[Natural-language object grounding data]
..........

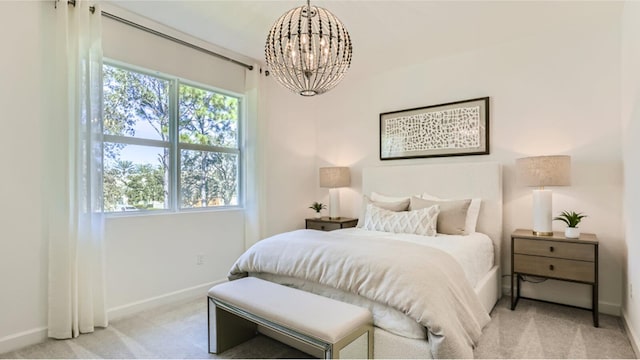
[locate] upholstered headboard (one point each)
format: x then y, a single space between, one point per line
454 181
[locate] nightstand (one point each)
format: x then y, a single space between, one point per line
328 224
555 257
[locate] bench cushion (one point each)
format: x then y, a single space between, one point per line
323 318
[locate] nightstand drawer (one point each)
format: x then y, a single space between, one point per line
325 226
556 249
557 268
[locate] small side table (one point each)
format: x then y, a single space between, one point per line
555 257
328 224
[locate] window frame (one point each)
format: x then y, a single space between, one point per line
174 145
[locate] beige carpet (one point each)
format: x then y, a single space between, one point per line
533 330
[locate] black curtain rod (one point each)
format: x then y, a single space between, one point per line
165 36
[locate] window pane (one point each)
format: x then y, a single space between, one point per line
135 104
208 179
207 118
135 177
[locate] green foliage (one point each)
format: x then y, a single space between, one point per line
207 178
317 206
571 218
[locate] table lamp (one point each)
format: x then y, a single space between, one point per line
333 178
541 171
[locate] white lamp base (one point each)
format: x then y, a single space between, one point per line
334 203
542 212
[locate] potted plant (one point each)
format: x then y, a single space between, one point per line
572 219
317 207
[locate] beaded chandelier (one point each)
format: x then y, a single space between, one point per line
308 50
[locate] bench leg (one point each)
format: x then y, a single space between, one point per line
227 330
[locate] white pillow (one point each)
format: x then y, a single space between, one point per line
393 205
472 214
379 197
420 222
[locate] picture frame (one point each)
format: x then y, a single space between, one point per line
457 128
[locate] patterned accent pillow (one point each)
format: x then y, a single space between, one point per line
420 222
402 205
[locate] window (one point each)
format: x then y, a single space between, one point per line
168 144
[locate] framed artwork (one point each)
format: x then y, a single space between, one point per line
451 129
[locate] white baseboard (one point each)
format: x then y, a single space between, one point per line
183 294
22 339
34 336
603 307
633 337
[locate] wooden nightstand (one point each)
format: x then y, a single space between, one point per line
555 257
327 224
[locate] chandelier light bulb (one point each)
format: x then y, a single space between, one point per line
308 50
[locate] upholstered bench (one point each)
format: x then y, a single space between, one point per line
319 326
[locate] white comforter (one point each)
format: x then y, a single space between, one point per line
422 282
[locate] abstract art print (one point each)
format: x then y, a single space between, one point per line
451 129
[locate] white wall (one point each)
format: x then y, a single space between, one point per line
23 248
630 75
290 167
554 93
151 256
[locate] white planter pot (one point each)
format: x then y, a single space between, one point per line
572 233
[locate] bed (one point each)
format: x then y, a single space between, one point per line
417 314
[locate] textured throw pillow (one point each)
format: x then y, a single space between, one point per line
402 205
472 214
452 217
420 222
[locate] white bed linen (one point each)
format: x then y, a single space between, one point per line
474 252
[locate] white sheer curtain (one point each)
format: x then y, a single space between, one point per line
255 161
74 170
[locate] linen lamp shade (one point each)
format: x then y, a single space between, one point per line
333 178
541 171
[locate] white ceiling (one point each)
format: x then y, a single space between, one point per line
385 34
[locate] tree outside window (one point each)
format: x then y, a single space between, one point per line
145 144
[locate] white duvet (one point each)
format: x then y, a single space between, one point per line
411 276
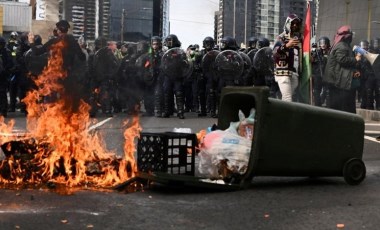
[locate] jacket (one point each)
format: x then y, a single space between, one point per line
340 66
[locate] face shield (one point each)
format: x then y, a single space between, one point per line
169 42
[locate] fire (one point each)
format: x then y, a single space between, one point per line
59 147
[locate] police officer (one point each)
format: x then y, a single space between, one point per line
252 47
6 65
229 68
13 45
319 56
174 84
24 82
369 82
104 67
149 69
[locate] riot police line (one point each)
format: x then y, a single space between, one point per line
159 74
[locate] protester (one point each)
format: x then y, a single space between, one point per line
342 72
73 59
287 56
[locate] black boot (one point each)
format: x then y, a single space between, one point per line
202 102
212 98
180 104
167 105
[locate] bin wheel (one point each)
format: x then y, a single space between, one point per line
354 171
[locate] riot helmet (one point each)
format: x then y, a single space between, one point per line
344 33
172 41
100 42
228 43
37 39
252 42
82 42
156 40
376 43
262 42
364 44
324 42
14 35
142 47
208 43
293 24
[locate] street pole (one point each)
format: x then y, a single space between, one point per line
122 25
369 20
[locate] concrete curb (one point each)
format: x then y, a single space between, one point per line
369 115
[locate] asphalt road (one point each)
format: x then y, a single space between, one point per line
269 203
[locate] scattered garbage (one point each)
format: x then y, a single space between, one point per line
224 154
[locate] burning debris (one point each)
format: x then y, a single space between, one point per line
59 147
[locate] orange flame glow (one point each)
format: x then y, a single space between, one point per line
64 151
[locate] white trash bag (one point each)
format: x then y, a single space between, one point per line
225 153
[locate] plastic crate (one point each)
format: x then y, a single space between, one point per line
172 153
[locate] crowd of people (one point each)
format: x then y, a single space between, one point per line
165 79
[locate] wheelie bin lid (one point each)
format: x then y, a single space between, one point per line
169 158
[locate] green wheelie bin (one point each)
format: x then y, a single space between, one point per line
289 139
295 139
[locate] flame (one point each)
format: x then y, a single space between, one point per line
200 136
62 149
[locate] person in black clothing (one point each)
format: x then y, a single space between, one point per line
103 67
149 70
73 61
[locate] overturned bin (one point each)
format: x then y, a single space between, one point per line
289 139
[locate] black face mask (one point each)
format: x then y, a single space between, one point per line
348 39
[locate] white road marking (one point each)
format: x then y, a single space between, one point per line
372 124
371 139
99 124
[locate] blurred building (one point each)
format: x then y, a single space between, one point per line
362 15
128 20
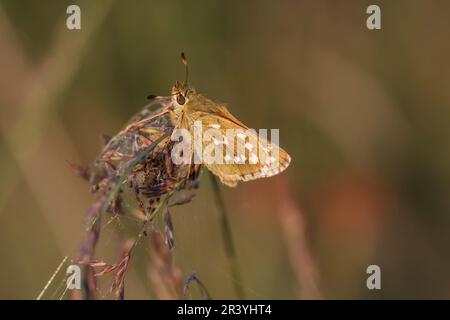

..........

[HOW TO COMPLETE THIS TASK]
Copy nothing but the lines above that run from the one with "[locate] linen lamp shade (one point each)" to the one with "[locate] orange flame glow (one point each)", ends included; pictures stay out.

[RESPONSE FOR THIS EXERCISE]
[locate] linen lamp shade (one point each)
format: x then y, a single space between, one point per line
333 178
541 171
[locate] white ceiling (one point each)
format: x then y, a single space between, one point per line
385 34
[locate] tree outside window (one point each)
format: x then y, a single space between, one point per line
145 144
[locate] white duvet (one point each)
format: x then y, a single space between, one point per line
411 276
[locate] jacket (one point each)
format: x then y, a single space between, one point per line
340 66
[locate] face shield (one point each)
format: x then y, a single space between, one point per line
169 42
[locate] fire (one point each)
format: x then y, a single space between, one point per line
59 147
[locate] police officer (one point each)
format: x then y, a single space between, one point per line
252 47
6 65
229 68
13 45
319 56
174 84
24 82
369 82
104 67
149 69
[locate] riot police line (one point each)
format: x then y, a single space between, one point per line
159 74
[locate] protester (one point each)
format: x then y, a single space between, one point per line
342 72
73 59
287 56
[locate] black boot (one point each)
format: x then y, a single space between, one point per line
202 102
212 98
180 104
167 105
[locate] bin wheel (one point each)
format: x then y, a single space between, one point per line
354 171
[locate] riot helmet (one point each)
format: x then y, a single space between, one point per line
344 33
172 41
100 42
228 43
37 39
252 42
82 42
156 40
376 43
262 42
364 44
324 42
14 35
142 47
208 43
293 24
[locate] street pole (one point each)
format: x then y, a single space between, one point per line
122 25
369 20
[locate] concrete curb (one point each)
format: x then y, a single space between, one point per line
369 115
[locate] asphalt road (one point each)
format: x then y, a single space between, one point per line
269 203
[locate] scattered garbage (one point each)
format: x then y, a single space between, one point per line
224 154
[locate] burning debris (one point each)
format: x then y, a single space between, one point per line
59 147
[locate] orange flame glow (one point each)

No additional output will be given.